TAREFA PROPOSTA 1: Atualize o trecho das entradas que vai da linha com "of trees in" até a linha com "[0,71,123,348]", ambas incluídas, trocando "sunlit" por "shaded" e mantendo todo o restante sem alteração.

++++ TEXTO FORNECIDO

Distrito Federal

LEI MARIA DA PENHA

Quatro das oito vítimas de feminicídio no DF em 2024 possuíam medida protetiva

Em cerimônia, Ibaneis diz que governo está empenhado em combater violência doméstica, mas dados mostram aumento de 4,5%

Brasil de Fato | Brasília (DF) |
Durante cerimônia em Sol Nascente, ministro do STF Luís Barroso diz que Brasil vive "epidemia de violência contra a mulher" - Reprodução

O Distrito Federal foi o primeiro lugar do país a implementar um programa de ensino da Lei Maria da Penha nas escolas, norma que completa 18 anos neste 7 de agosto. Apesar do avanço, a violência doméstica e o feminicídio seguem vitimando mulheres e deixando um rastro de dor e injustiça nas famílias brasilienses.

++++++++
++++ ENTRADAS LISTADAS

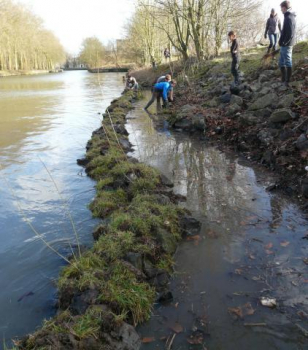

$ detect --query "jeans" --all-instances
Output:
[279,46,293,68]
[145,89,162,109]
[268,34,278,50]
[231,57,240,84]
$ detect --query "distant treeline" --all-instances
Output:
[0,0,65,70]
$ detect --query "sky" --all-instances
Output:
[18,0,135,54]
[18,0,308,54]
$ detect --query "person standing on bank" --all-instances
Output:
[228,31,240,86]
[279,1,296,86]
[264,9,281,53]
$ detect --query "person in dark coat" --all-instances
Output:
[279,1,296,85]
[228,31,240,86]
[264,9,281,53]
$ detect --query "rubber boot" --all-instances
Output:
[286,67,292,86]
[280,67,287,83]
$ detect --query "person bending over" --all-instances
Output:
[156,74,173,102]
[228,31,240,86]
[126,75,138,90]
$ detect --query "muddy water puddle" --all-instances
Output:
[127,95,308,350]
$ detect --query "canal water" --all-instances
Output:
[127,95,308,350]
[0,77,308,350]
[0,71,123,349]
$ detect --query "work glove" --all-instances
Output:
[163,101,169,108]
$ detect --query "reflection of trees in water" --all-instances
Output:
[130,111,272,229]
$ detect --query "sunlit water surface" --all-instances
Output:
[0,71,123,348]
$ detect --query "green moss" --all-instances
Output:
[94,231,136,260]
[99,262,155,324]
[71,309,101,339]
[89,188,128,218]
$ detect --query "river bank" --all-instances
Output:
[17,92,200,350]
[127,93,308,350]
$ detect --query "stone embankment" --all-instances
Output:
[17,92,200,350]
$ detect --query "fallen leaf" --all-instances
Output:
[280,241,290,247]
[265,242,273,249]
[170,323,184,334]
[141,337,155,344]
[186,331,204,345]
[261,297,277,308]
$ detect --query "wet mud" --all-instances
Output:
[127,93,308,350]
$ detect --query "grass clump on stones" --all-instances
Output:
[16,92,192,350]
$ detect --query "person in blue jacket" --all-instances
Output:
[279,1,296,86]
[144,80,175,110]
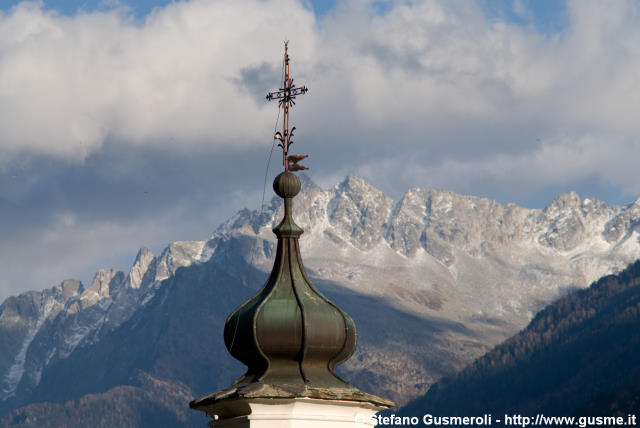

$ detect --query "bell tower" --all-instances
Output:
[190,43,394,428]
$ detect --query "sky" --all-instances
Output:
[0,0,640,300]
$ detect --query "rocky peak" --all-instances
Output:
[80,269,124,309]
[327,175,393,250]
[127,247,156,288]
[54,279,84,302]
[543,192,582,217]
[155,241,205,281]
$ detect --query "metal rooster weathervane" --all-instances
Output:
[267,41,308,171]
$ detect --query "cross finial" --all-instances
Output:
[267,40,308,171]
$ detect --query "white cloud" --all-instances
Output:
[0,0,640,298]
[0,0,314,159]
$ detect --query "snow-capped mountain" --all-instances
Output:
[0,242,204,401]
[0,175,640,410]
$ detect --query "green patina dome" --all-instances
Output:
[191,172,394,412]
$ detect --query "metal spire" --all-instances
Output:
[267,40,308,172]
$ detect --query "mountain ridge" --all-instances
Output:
[0,175,640,418]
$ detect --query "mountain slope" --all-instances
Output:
[0,176,640,422]
[404,261,640,416]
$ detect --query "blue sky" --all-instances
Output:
[0,0,640,299]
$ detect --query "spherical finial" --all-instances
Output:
[273,171,301,198]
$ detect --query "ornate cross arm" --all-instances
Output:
[267,41,309,171]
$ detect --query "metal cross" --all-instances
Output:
[267,41,308,171]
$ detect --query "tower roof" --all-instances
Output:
[191,41,394,411]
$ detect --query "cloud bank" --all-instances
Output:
[0,0,640,297]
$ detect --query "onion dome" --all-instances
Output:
[191,171,393,411]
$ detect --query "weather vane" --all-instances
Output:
[267,40,308,171]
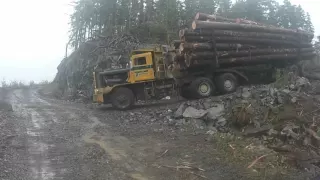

++++++++

TAREFA PROPOSTA 2: Prossiga a reportagem sobre o feminicídio e a Lei Maria da Penha no Distrito Federal a partir do ponto em que ela termina.

RESPOSTA ESPERADA 1:
$ detect --query "reflection of trees in water" --all-instances
Output:
[130,111,272,229]
$ detect --query "shaded water surface" --all-instances
Output:
[0,71,123,348]

RESPOSTA ESPERADA 2:
Embora o governador Ibaneis Rocha (MDB) tenha afirmado, nesta quarta-feira (7), que o governo está empenhado em combater a violência contra a mulher, os dados mostram um cenário diferente. No primeiro semestre de 2024, foram registrados 8 feminicídios no DF, crimes que deixaram 21 órfãos, a maioria crianças e adolescentes. 

“Em parceria com o governo federal, com o Tribunal de Justiça e com o Ministério Público, com a presença constante também da Defensoria Pública, temos feito com que os índices de violência no DF tenham diminuído ao longo dos anos, e isso nos dá esperança de que em determinado momento nós chegaremos à violência zero”, disse o governador nesta manhã, durante a cerimônia de abertura da XVIII Jornada Lei Maria da Penha, organizada pelo Conselho Nacional de Justiça (CNJ).

O evento em que Ibaneis discursou aconteceu na Escola Classe JK de Sol Nascente. A região administrativa é a sexta no ranking de violência doméstica do DF em 2024, com 495 casos, segundo dados da Secretaria de Segurança Pública (SSP-DF).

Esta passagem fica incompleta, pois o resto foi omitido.